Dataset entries
────
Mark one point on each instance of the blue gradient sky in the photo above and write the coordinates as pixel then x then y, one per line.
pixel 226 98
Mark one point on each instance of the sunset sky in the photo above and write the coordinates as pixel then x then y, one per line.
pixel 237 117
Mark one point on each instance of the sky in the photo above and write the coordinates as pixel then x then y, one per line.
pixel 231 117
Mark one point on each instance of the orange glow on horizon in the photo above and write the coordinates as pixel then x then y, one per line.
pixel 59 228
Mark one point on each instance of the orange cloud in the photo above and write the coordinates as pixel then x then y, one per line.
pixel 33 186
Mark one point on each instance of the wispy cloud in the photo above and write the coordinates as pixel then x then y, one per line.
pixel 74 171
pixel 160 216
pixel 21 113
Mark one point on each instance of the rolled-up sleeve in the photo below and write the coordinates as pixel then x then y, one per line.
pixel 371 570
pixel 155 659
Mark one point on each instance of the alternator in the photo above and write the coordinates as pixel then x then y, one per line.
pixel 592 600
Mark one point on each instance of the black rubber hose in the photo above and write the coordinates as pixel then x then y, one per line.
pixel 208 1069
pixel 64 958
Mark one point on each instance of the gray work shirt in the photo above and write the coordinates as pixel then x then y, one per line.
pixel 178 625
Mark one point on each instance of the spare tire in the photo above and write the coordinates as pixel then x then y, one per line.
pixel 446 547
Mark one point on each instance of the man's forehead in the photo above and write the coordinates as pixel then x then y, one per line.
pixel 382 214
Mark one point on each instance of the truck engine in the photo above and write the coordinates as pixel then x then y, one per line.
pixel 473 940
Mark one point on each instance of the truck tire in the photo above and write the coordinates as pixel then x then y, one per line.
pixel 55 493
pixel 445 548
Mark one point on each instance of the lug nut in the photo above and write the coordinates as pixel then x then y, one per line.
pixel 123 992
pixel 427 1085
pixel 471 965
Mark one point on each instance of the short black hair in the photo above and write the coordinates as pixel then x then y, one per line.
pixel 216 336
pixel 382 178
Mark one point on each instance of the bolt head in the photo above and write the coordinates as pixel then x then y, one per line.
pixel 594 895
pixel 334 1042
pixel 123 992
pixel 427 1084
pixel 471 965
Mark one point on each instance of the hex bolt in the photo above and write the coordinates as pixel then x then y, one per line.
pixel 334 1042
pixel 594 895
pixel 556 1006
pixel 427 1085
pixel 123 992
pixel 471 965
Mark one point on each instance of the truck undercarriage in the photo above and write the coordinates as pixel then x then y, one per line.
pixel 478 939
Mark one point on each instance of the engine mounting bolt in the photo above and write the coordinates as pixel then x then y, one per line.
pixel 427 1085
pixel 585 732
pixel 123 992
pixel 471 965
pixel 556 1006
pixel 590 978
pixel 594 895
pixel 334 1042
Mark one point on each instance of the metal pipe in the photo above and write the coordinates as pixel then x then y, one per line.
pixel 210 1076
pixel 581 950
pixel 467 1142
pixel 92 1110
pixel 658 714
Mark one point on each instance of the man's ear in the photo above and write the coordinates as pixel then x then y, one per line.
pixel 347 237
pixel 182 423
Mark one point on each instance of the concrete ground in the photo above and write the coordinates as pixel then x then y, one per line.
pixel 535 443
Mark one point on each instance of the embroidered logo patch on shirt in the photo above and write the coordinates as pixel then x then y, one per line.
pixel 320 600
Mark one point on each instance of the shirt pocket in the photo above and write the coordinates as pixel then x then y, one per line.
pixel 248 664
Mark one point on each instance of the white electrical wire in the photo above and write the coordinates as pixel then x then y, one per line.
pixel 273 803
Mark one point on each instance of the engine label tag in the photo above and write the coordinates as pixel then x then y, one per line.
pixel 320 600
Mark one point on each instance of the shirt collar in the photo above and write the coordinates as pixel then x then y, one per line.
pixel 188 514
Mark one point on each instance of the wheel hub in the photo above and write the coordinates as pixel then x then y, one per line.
────
Set every entry down once more, exactly as written above.

Mark one point on each instance of the blue gradient sky in the photo above and write the coordinates as pixel then x then y, one per line.
pixel 226 98
Mark one point on each instance of the sunset sky in the photo above and write the coordinates as pixel then x then y, one per line.
pixel 237 117
Mark one point on each instance of the sky in the photo above and write the coordinates as pixel then x then y, one per line.
pixel 231 117
Mark one point on each instance of the orange glow on horizon in the photo above and write the coordinates as pixel then x then y, one per line.
pixel 59 228
Mark one point on each instance of the orange cloud in the photo above and write the coordinates as pixel then x then y, one per line.
pixel 33 186
Mark one point on each instance of the wispy cloud in the photo above and write the coordinates as pixel then x then y, one per line.
pixel 74 171
pixel 160 216
pixel 21 113
Mark one point on each instance of the rolled-up sleeve in the photo below and write the coordinates as pixel then x then y, one per line.
pixel 371 570
pixel 155 659
Mark one point on each instance of the alternator in the photo above and write the coordinates as pixel then x then y, one per line.
pixel 592 600
Mark one point on each instance of the black rubber hose in the photo above and write the coordinates as pixel then x then y, one per line.
pixel 208 1069
pixel 64 958
Mark one point on each instance of the gray work shirt in the photo above and write the coordinates as pixel then x then y, one per line.
pixel 178 625
Mark one point on each instance of the spare tire in the photo above and write the coordinates as pixel then x then y, one per line.
pixel 446 547
Mark one point on each instance of the man's forehead in the photo above and write the coordinates as pixel then x then y, one per line.
pixel 382 214
Mark one point on each instance of the truck engine in the photo above and write the coordinates as pixel then x then y, one per line.
pixel 473 940
Mark one point on each instance of the truck tire in the photo above and write the coordinates as pixel then x then y, one per line.
pixel 55 493
pixel 445 548
Mark one point on each instance of the lug nut in the photo above and write the coordinates as pixel then x then y, one per line.
pixel 123 992
pixel 427 1085
pixel 471 965
Mark one point on each instance of the short black hair in the photo above and write the coordinates as pixel then x then y, one per line.
pixel 216 336
pixel 382 178
Mark one point on each instance of the bolt head in the photo above and write the coordinates as pixel then x then y, one per line.
pixel 594 895
pixel 334 1042
pixel 123 992
pixel 427 1084
pixel 471 965
Mark one point on each instance of the hex bolt in the photo above and write the coordinates as pixel then x then y, one per line.
pixel 334 1042
pixel 594 895
pixel 556 1006
pixel 427 1085
pixel 123 992
pixel 471 965
Mark one point on each instance of the truck undercarriage in the photo above and write the coordinates as pixel then x then y, one per line.
pixel 478 939
Mark one point on each instance of the engine mounting bolt in the photo above and write the coordinates as pixel then x then y, one per line.
pixel 427 1085
pixel 585 732
pixel 123 992
pixel 471 965
pixel 556 1006
pixel 590 978
pixel 594 895
pixel 334 1042
Mark one point on each instance of the metal pipe in the photo above and write the coordinates as pixel then x then y, one per line.
pixel 210 1076
pixel 581 950
pixel 467 1142
pixel 92 1110
pixel 658 714
Mark one point on each instance of the man's ear in the photo above and write the coordinates as pixel then x then y, one per line.
pixel 347 237
pixel 182 423
Mark one point on each instance of the concrete ground in the photo above and write the coordinates as pixel then x then y, one per line.
pixel 535 443
Mark one point on each instance of the embroidered logo patch on shirt in the photo above and write the coordinates as pixel then x then y, one per line.
pixel 320 600
Mark one point on each instance of the shirt pocket in the photo above and write the coordinates as pixel then x then y, one per line.
pixel 248 664
Mark one point on each instance of the white electrical wire in the photo above and write the coordinates as pixel then x then y, one per line.
pixel 273 803
Mark one point on each instance of the engine label tag in the photo above and write the coordinates as pixel then x then y, one per line.
pixel 320 600
Mark one point on each instance of the shirt collar in the photo above and write the coordinates as pixel then x then y, one per line.
pixel 188 514
Mark one point on each instance of the wheel hub in the photo above and write the coordinates as pixel then x then y, one per line.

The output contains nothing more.